→ **WRITTEN INSTRUCTION**:
Reproduce the part of the forum thread on utf-8 versus wchar_t that starts with "Now, I think, with" and goes on through "utf-32 in wx? :)", keeping every word and punctuation mark unchanged.

━━━━━ EXTRACT PROVIDED

Asking for advice: utf-8 vs. wchar_t under Android

74 views
Skip to first unread message

Bakcsi Zsolt

unread,
May 25, 2012, 5:08:27 AM5/25/12
to wx-...@googlegroups.com
Hello,

Recently, a lot of discussion was going on about what the internal
representation of wxString should be under Linux.
As far as I understand, the final decision is to use wchar_t (utf-32).
And, as far as I can see, wchar_t is used under wxAndroid too - well,
it is almost Linux.
Now, I think, with wxAndroid, it would be better to use utf-8. My arguments:
- usually there's far less memory,
- and far less CPU (for conversions),
- and I think, for other reasons too, people won't be able to just
drop huge codebases into wxAndroid as is, therefore, it's much more
realistic to ask them to review their code to address string indexing
problems.

BTW, AFAIK, under android, java uses utf-16, c/c++ uses utf-8, so, to
make things more complete, why not use utf-32 in wx? :)

On the other hand, seems like wchar_t is not really supported under
android NDK. So, if we use it to represent wxString, will wx use some
(any) wide version of character functions (like vswprintf, wcsrtombs,
etc., see android's wchar.h)?

So, what do you think?

Best Regards,
Zsolt

Vadim Zeitlin

unread,
May 25, 2012, 5:52:39 AM5/25/12
to wx-...@googlegroups.com
On Fri, 25 May 2012 11:08:27 +0200 Bakcsi Zsolt wrote:

BZ> As far as I understand, the final decision is to use wchar_t (utf-32).

Yes, by default.

━━━━━━━━━━
━━━━━ RAW DATA

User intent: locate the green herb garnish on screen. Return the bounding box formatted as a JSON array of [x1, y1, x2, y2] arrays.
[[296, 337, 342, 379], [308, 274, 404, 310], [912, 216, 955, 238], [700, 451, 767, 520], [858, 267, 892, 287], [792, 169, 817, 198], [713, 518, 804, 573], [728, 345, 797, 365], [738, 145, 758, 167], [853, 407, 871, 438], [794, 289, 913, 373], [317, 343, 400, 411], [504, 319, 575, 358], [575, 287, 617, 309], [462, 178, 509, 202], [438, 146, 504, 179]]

━━━━━━━━━━

→ **ANSWER**:
Now, I think, with wxAndroid, it would be better to use utf-8. My arguments:
- usually there's far less memory,
- and far less CPU (for conversions),
- and I think, for other reasons too, people won't be able to just
drop huge codebases into wxAndroid as is, therefore, it's much more
realistic to ask them to review their code to address string indexing
problems.

BTW, AFAIK, under android, java uses utf-16, c/c++ uses utf-8, so, to
make things more complete, why not use utf-32 in wx? :)